WORK INSTRUCTION ::
Each entry below should be written out exactly as it is, with no pictures.

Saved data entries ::

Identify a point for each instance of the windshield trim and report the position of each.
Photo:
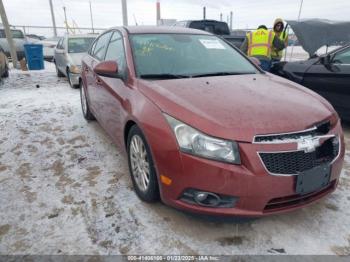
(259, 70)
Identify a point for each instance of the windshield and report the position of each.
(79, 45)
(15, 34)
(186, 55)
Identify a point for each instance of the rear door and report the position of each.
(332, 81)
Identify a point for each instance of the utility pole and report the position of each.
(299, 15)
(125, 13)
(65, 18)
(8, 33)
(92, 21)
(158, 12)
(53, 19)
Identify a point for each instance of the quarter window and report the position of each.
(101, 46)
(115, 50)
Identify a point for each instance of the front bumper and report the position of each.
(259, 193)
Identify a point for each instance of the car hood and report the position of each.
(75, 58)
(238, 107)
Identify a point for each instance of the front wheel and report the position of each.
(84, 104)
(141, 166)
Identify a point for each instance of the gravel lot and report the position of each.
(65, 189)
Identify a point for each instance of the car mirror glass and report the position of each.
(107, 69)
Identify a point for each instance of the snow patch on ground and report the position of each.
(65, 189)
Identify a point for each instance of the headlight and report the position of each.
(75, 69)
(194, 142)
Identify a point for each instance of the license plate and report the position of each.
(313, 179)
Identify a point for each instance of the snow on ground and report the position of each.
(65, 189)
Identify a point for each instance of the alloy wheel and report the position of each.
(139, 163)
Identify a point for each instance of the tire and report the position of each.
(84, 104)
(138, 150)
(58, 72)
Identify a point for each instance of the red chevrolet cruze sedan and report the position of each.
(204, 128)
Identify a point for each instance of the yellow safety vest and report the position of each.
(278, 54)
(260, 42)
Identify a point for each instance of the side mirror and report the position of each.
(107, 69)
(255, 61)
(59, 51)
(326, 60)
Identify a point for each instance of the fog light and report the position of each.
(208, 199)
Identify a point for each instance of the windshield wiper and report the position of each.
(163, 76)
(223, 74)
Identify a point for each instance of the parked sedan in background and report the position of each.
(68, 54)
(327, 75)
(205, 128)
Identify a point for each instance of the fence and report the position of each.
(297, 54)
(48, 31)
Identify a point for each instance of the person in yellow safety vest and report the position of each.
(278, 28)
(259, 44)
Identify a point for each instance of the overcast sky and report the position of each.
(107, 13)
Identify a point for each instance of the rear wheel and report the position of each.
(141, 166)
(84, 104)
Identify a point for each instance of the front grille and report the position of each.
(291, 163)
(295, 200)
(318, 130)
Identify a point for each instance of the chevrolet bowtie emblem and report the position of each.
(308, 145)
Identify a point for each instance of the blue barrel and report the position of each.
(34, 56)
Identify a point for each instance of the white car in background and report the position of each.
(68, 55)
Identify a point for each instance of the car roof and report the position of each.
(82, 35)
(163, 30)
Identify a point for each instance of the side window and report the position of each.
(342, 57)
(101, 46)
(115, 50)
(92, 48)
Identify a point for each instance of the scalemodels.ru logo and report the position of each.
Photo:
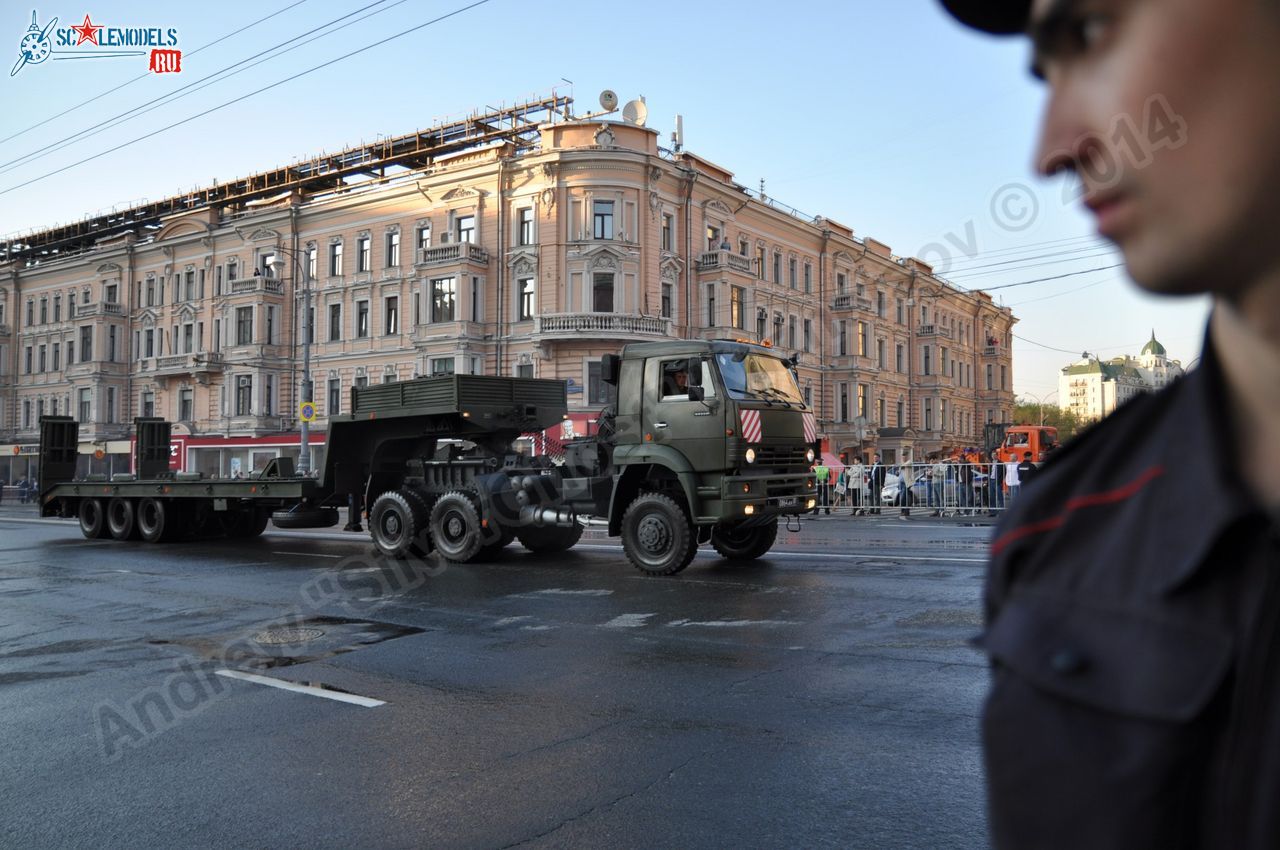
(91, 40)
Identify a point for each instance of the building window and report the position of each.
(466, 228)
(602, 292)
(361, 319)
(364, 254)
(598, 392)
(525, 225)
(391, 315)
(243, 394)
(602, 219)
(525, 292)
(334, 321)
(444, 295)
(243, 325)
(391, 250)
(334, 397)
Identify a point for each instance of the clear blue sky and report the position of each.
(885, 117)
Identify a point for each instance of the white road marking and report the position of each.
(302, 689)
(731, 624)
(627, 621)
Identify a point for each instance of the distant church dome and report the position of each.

ANSWER AREA ::
Identify a point for each instance of the windshield trim and report the position of each.
Photo:
(259, 70)
Identify a point for each instance of the windshield and report the position of each.
(79, 45)
(15, 34)
(186, 55)
Identify a point for each instance of the rear door and report the position of each.
(332, 81)
Identify a point for each instance of the utility pole and report the position of each.
(299, 15)
(125, 13)
(65, 18)
(8, 33)
(92, 21)
(158, 12)
(53, 19)
Identify a point for each instance of the quarter window and report the position of each.
(101, 46)
(115, 50)
Identify a point for each instance of the front bumper and report the position of each.
(259, 193)
Identify a point for each instance of the car hood and report the position of each.
(75, 58)
(238, 107)
Identify a point for each instance of the front wheel and report the position of each.
(84, 104)
(141, 166)
Identify a point for each instance of the gravel lot and report the position of each.
(65, 189)
Identify a point for each instance of the car mirror glass and report the position of each.
(107, 69)
Identify a point for each instance of the snow patch on ground and report the position of each.
(65, 189)
Identify a point for each instance of the headlight and report the position of each.
(75, 69)
(194, 142)
Identify a point for each instance of the license plate and report the position of each.
(313, 179)
Identify a point for each instance of the snow on ground and report the position of each.
(65, 189)
Identify a point for each instance of the alloy wheel and report the position of each.
(139, 163)
Identify a point for each instance of the tire and report the position of each.
(84, 104)
(138, 150)
(58, 72)
Identify a point for each instance of the red chevrolet cruze sedan and report the position of each.
(204, 128)
Identify a point for each instance of the yellow safety vest and report the position of each.
(278, 54)
(260, 42)
Identify a point for each instance of the side mirror and report the position of each.
(107, 69)
(255, 61)
(59, 51)
(326, 60)
Identify a point for each instance of the fog light and report the position of each.
(208, 199)
Identify a point for each instance of the windshield wiper and report the position of each.
(163, 76)
(223, 74)
Identify a point for each instance of the parked sedan in background and report the position of each.
(68, 54)
(327, 75)
(205, 128)
Identify a point for each instance of the fence and report the position of each.
(297, 54)
(48, 31)
Identify a point for each instance of the person in yellow safety vest and report the position of each.
(278, 28)
(259, 44)
Identify a point for each instance of the overcast sky and report the position of each.
(107, 13)
Identify a point for each instance of the rear wheel and report the position of each.
(141, 166)
(84, 104)
Identify a point for each instance of the front grille and report the position of each.
(291, 163)
(295, 200)
(318, 130)
Identify a point for each instance of the chevrolet bowtie emblem and report the position of each.
(308, 145)
Identify a point for each instance of the blue barrel and report the position of each.
(34, 56)
Identify a point for each instance of the white car in background and report the position of each.
(68, 55)
Identify a point for each instance of the car roof and report the position of each.
(82, 35)
(163, 30)
Identify a point for each instance of the side window and report the position of each.
(342, 57)
(101, 46)
(115, 50)
(92, 48)
Identify a point for each instance of the scalemodels.ru logo and report the position of each.
Photo:
(91, 40)
Identify a point for each instance of the building window and report the position of each.
(466, 228)
(602, 292)
(361, 319)
(364, 254)
(598, 392)
(525, 225)
(391, 315)
(243, 394)
(602, 219)
(525, 292)
(334, 321)
(444, 295)
(243, 325)
(391, 250)
(334, 397)
Identify a point for each instance of the clear blue sky and report the position of each.
(885, 117)
Identify a point for each instance of the white road marking and report the position of each.
(302, 689)
(731, 624)
(627, 621)
Identify a point for each instance of the distant church dome and report the position of each.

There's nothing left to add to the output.